TASK DIRECTIONS:
Copy all of the records below word for word, changing nothing.

Data drawn from a collection:
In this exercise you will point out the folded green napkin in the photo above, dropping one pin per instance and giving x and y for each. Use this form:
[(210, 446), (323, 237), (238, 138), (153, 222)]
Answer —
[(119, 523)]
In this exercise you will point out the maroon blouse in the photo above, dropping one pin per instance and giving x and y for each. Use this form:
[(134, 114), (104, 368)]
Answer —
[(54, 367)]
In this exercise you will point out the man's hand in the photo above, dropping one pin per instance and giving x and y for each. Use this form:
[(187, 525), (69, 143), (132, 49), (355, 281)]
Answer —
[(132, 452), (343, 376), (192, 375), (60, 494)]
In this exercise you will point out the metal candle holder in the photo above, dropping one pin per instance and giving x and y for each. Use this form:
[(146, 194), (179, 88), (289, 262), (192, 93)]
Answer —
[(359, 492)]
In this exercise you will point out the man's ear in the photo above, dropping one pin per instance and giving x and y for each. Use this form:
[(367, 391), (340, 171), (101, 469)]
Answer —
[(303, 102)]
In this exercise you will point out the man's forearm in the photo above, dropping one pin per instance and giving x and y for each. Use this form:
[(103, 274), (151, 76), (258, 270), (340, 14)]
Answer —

FINAL RESULT:
In this exercise you will point out the folded green napkin in the photo above, dropping one pin per instance and giving x and y for each. Use this form:
[(210, 446), (323, 237), (238, 138), (153, 222)]
Answer —
[(119, 523)]
In this exercise you will point out the maroon blouse in the photo above, dropping one pin per instance and giving x and y for each. Use this form:
[(134, 114), (104, 368)]
Answer —
[(54, 367)]
In this exercise you will point out the man's hand in the photo above, dropping one pin per instance and giving x and y for each. Use this form:
[(187, 525), (69, 143), (132, 49), (355, 281)]
Answer —
[(132, 452), (343, 376), (192, 375), (60, 494)]
In this exercise you will point out the metal candle holder in the photo above, dropping one pin per instance and giving x and y for each. Use this form:
[(146, 194), (179, 88), (289, 262), (192, 93)]
Answer —
[(359, 492)]
In this exercise you will point out the man's ear in the photo above, dropping one pin per instance and giving x and y for each. Use this form:
[(367, 391), (340, 171), (101, 469)]
Answer —
[(303, 102)]
In this exercise you will point out the man's forearm in the photo above, dropping one pin per instance and giving x and y for each. Use this form:
[(103, 274), (151, 76), (258, 270), (340, 14)]
Answer —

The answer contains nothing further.